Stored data

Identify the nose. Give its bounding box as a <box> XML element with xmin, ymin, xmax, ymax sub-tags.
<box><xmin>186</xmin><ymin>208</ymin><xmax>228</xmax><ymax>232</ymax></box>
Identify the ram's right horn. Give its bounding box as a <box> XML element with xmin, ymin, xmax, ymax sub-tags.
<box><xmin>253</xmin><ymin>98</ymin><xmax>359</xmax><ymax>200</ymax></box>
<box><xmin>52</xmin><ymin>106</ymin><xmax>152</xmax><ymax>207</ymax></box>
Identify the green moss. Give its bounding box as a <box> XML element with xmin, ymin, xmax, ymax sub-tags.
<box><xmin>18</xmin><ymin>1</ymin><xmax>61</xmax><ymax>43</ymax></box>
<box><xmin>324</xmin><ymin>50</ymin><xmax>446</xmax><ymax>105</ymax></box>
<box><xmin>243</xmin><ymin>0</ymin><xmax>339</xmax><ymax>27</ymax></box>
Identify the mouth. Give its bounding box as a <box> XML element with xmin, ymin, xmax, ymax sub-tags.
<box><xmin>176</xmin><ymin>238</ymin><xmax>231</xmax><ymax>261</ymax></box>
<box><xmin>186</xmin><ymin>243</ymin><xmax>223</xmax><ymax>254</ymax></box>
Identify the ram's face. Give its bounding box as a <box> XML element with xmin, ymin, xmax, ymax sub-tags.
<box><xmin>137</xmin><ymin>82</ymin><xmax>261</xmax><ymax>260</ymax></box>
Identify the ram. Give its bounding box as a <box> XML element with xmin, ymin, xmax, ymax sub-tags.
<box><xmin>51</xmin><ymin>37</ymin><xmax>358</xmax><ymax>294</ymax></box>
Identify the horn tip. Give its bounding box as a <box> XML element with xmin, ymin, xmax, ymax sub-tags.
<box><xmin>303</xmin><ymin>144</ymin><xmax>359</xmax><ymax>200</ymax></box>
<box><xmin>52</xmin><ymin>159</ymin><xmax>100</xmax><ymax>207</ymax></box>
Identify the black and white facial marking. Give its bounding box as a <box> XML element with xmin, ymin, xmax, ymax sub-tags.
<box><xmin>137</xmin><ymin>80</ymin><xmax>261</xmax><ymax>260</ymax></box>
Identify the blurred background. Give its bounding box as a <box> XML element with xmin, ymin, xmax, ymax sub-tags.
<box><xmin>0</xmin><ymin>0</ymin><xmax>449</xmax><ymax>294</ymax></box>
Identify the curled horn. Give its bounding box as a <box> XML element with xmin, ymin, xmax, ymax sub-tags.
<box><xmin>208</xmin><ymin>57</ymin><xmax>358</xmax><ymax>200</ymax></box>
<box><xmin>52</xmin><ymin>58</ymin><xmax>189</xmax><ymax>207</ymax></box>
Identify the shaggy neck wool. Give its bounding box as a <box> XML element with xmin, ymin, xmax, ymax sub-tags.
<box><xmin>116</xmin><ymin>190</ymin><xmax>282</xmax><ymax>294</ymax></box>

§ **SET EXERCISE**: Convert the data, from the line containing "Identify the blurred" up to and including the last line of the data, into a Markdown table with the columns Row and Line, giving each line its row number and leaving out blank lines.

§ **THE RESPONSE**:
| Row | Line |
|---|---|
| 1 | Identify the blurred background. Give its bounding box as a <box> XML element with xmin, ymin, xmax, ymax sub-tags. |
| 2 | <box><xmin>0</xmin><ymin>0</ymin><xmax>449</xmax><ymax>294</ymax></box> |
| 3 | Identify the curled horn. Give its bounding box as a <box> XML element with xmin, ymin, xmax, ymax sub-tags. |
| 4 | <box><xmin>208</xmin><ymin>57</ymin><xmax>358</xmax><ymax>200</ymax></box> |
| 5 | <box><xmin>52</xmin><ymin>58</ymin><xmax>189</xmax><ymax>207</ymax></box> |
| 6 | Identify the shaggy neck wool. Give its bounding box as a <box> XML element with xmin, ymin, xmax, ymax sub-tags. |
| 7 | <box><xmin>116</xmin><ymin>190</ymin><xmax>282</xmax><ymax>294</ymax></box> |